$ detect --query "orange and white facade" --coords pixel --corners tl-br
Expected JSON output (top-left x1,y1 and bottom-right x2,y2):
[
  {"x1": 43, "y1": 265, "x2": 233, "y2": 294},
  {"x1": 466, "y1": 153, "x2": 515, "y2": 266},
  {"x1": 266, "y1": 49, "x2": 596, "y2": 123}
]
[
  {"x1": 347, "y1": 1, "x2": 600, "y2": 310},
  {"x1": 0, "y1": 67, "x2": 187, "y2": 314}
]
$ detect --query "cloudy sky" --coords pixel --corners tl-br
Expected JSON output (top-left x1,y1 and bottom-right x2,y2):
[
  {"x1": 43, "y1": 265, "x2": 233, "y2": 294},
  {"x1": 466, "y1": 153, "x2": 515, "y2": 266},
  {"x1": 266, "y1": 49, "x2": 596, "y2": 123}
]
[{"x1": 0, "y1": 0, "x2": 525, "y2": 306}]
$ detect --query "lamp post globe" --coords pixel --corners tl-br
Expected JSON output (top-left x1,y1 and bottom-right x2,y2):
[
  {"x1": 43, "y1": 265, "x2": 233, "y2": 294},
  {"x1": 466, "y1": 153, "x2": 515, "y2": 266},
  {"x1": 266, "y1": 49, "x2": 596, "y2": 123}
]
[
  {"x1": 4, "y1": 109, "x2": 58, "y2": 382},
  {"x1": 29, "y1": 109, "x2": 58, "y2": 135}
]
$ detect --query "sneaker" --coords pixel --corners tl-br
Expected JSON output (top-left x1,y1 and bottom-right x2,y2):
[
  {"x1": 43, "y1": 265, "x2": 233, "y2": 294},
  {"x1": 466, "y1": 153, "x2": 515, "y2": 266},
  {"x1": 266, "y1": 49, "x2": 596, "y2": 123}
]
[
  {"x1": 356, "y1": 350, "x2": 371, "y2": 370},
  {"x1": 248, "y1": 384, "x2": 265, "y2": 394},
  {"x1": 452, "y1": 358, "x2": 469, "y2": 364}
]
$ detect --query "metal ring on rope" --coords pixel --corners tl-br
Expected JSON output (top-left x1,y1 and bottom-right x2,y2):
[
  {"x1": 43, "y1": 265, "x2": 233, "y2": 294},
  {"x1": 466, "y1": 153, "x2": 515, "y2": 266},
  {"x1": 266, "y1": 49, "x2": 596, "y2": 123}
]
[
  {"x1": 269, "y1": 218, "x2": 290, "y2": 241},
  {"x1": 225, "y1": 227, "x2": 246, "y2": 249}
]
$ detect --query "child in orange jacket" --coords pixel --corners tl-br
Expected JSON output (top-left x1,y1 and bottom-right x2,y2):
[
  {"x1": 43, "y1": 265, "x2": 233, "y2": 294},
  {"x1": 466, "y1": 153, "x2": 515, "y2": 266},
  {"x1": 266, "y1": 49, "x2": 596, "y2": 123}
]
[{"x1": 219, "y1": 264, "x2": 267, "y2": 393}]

■ ■ ■ ■ ■ ■ ■

Exercise prompt:
Pick out every line in the records above that contains the word "orange" and copy each of those lines in full.

Written response:
$ detect --query "orange and white facade" --coords pixel --corners tl-br
$ detect --query "child in orange jacket" --coords pixel --corners tl-br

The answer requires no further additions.